What this task involves –
When you reach the line that contains "Please mark the distant" in the data below, start reproducing lines exactly, and stop after the line that contains "Please mark the sandstone".

--- Input ---

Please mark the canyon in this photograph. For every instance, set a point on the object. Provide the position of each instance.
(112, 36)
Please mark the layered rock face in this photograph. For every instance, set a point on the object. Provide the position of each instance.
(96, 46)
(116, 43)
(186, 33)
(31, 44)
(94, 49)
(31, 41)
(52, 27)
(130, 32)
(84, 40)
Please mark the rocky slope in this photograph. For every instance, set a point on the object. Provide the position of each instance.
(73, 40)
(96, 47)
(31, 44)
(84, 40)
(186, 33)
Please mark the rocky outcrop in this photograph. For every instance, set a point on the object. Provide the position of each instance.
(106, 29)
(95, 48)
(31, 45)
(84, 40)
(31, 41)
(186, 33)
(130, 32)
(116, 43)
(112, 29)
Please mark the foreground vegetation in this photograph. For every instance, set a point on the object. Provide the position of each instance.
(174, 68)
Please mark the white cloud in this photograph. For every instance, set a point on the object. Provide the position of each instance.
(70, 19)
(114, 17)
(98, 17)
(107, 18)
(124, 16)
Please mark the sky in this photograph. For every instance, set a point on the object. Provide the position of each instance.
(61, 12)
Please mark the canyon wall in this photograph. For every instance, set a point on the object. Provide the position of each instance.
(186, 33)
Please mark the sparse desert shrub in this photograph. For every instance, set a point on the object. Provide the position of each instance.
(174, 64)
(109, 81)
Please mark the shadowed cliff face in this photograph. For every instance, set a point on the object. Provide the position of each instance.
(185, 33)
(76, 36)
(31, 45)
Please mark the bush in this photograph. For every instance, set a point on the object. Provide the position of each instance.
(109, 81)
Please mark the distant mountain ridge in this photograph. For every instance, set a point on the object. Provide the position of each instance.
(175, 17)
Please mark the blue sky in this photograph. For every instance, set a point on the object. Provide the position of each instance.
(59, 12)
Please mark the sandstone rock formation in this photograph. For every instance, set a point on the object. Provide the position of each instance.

---
--- Input ---

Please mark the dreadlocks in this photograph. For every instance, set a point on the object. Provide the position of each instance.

---
--- Input ---

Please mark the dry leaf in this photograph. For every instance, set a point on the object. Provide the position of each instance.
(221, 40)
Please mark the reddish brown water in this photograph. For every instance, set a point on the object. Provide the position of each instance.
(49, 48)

---

Exercise output –
Please mark the distant mountain ridge in this photograph. For every instance, set a point on the object. Provide the position of each instance.
(175, 17)
Please mark the blue sky in this photograph. For every instance, set a point on the object. Provide the position of each instance.
(59, 12)
Please mark the sandstone rock formation in this photograph. For every instance, set a point on the object. Provide the position of each instance.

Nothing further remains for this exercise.